Count the lines in the data below that contain the string "helmet", with uppercase and lowercase letters treated as different, and reply with only that number.

> [LISTED ENTRIES]
►

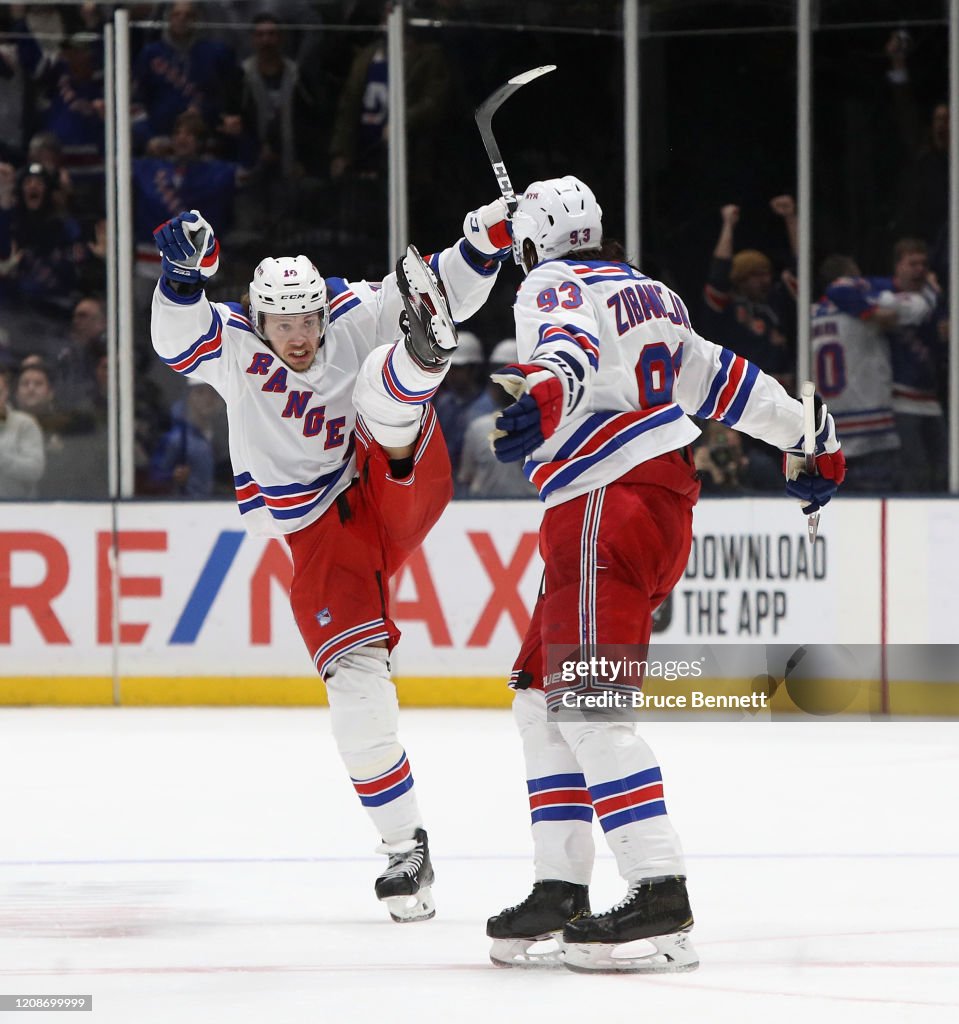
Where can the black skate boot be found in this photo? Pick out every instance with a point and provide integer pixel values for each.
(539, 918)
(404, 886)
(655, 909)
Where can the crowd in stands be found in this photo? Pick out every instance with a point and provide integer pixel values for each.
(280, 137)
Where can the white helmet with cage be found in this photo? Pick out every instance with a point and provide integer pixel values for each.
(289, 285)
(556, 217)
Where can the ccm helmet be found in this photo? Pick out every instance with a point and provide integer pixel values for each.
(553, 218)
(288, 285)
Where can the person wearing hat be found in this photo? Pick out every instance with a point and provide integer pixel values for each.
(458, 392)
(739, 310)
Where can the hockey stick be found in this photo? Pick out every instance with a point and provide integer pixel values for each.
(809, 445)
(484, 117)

◄
►

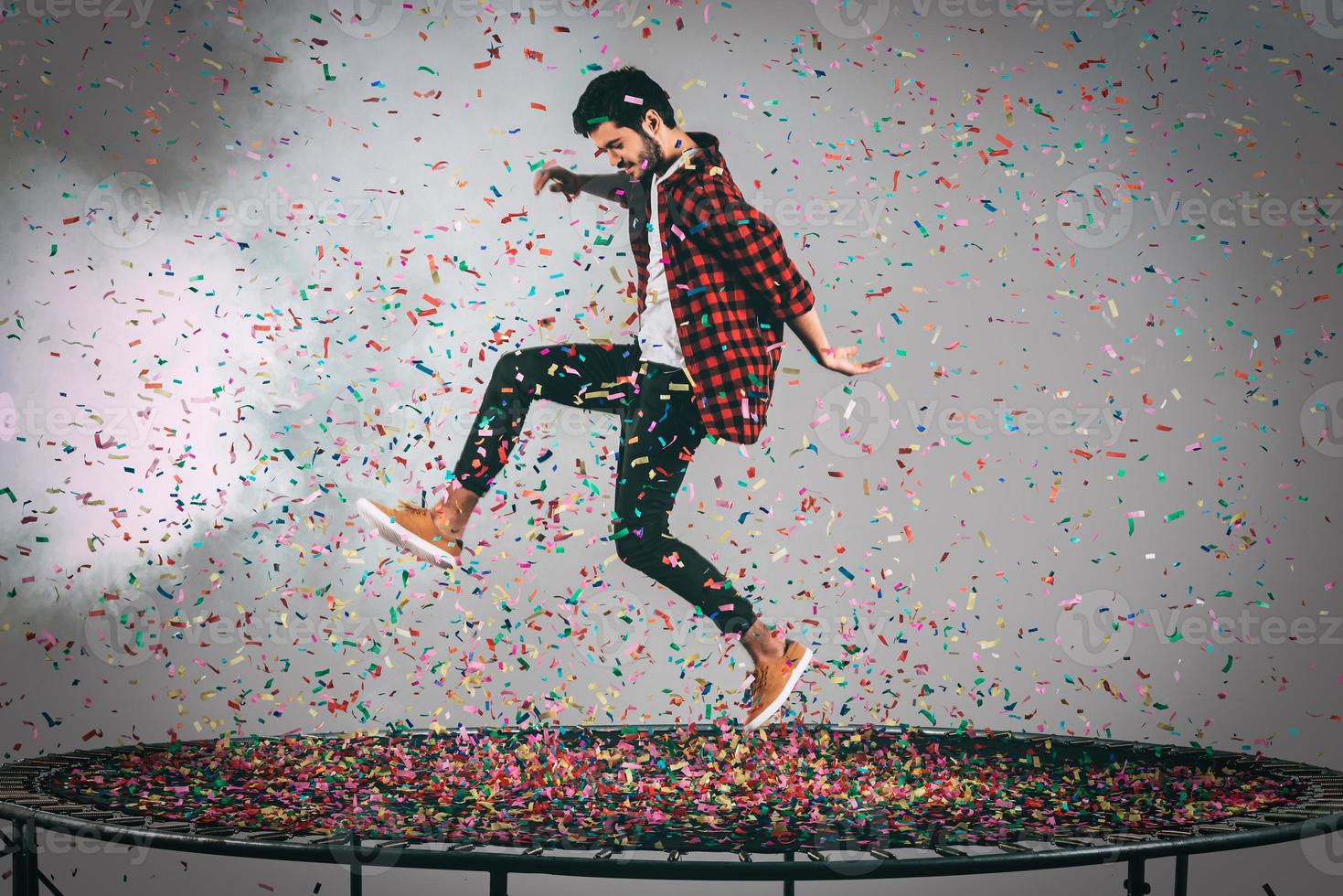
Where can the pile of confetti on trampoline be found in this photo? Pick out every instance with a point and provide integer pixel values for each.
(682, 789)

◄

> [OUTPUT] 2